The Bittersweet Experience of Teaching Overseas

Educators who make the decision to teach overseas learn to live to with the challenges along with the many rewards.

teaching overseas Judi Nicolay has taught in Brussels for 24 years (Photo: Leilani Hyatt)

Randy Ricks teaches at Lester Middle School located on Kadena U.S. Air Force Base in Okinawa, Japan. Tokyo, Bangkok, and Hong Kong are a short plane flight away.

“I love living in a foreign country and experiencing the local culture,” says Ricks, a member of the Federal Education Association (FEA). “The opportunities to travel are great.”

In Brussels, Judi Nicolay teaches English, history, and finance to the children of military service personnel and foreign diplomats at the annex of the U.S Army Garrison. Cities like Hamburg, Germany, Paris, and Vienna, are a drive or train ride away.

“It’s one of the advantages . . . seeing new places,” says Nicolay, who has taught in Brussels for 24 years out of her 30 as a federal employee of the U.S. Department of Defense Education Activity (DoDEA), the civilian branch of the Department of Defense that serves more than 70,000 students of service members and civilian staff in 11 nations, seven U.S. states, Puerto Rico and Guam.

For 28 years, Stacey Mease taught school in South Korea and Turkey before her current assignment at Robinson Barracks Elementary School in Stuttgart, Germany.

“The military community is really a melting pot,” says Mease, a former military dependent who attended four DoDEA schools growing up. “I enjoy working with people from all over America who have different backgrounds.”

The combination of living overseas for years, while firmly planted in U.S. military culture, helps some FEA members cope with being away from family back home, according to Rhoda Rozier Cody, who teaches at Humphreys Central Elementary School at Camp Humphreys in Pyeongtaek, a rural city in the middle of the South Korean countryside.

“Day to day life is pretty normal, but when we travel it is to places that we may not be able to visit if we were working in the States,” she says. “It is a global experience working overseas.”

Data entries —

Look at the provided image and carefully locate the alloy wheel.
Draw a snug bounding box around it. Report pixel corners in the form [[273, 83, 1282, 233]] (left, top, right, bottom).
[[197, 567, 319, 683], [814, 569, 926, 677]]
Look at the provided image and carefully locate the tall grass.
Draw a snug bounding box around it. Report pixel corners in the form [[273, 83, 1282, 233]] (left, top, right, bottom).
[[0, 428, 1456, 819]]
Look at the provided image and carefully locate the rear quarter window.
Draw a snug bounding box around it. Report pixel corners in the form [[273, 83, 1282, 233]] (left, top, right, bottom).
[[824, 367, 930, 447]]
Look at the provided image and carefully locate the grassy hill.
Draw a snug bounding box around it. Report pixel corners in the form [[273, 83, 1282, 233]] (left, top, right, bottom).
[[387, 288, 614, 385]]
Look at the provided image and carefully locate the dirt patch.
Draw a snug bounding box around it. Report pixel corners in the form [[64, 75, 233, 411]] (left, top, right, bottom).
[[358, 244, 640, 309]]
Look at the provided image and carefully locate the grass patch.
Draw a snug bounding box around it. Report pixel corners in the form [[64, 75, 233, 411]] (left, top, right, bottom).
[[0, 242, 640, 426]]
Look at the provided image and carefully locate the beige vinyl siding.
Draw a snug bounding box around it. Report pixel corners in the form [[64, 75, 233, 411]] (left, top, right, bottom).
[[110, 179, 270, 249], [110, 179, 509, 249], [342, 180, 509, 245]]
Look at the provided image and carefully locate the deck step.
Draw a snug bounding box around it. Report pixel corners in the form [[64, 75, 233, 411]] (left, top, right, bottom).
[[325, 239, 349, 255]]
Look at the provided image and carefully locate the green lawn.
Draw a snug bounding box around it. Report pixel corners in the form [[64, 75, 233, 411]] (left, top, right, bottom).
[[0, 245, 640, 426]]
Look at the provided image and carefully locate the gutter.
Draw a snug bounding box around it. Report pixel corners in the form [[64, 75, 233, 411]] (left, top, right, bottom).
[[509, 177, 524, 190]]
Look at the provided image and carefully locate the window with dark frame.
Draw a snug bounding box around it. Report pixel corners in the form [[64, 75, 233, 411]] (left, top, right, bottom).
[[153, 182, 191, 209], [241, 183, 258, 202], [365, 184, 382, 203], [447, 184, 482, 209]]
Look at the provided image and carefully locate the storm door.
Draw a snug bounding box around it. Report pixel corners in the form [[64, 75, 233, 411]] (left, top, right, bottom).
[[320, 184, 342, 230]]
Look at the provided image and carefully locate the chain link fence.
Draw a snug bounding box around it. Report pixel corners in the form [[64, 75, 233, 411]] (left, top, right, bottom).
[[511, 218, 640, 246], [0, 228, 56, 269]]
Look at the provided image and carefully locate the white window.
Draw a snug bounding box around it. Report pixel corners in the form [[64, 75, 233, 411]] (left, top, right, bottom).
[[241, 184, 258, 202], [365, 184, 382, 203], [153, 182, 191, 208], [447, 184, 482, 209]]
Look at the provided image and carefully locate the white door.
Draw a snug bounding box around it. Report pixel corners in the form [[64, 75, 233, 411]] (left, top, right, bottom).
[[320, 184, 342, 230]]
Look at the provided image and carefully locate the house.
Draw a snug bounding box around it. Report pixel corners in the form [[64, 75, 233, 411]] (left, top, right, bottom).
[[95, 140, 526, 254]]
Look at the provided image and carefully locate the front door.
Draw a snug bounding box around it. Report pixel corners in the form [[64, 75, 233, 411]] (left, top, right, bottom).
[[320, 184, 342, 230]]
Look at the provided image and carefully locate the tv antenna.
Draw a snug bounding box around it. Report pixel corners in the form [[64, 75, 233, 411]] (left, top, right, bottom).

Problem —
In the article on teaching overseas, at which school does Rhoda Rozier Cody teach?

Answer —
Humphreys Central Elementary School at Camp Humphreys in Pyeongtaek, South Korea.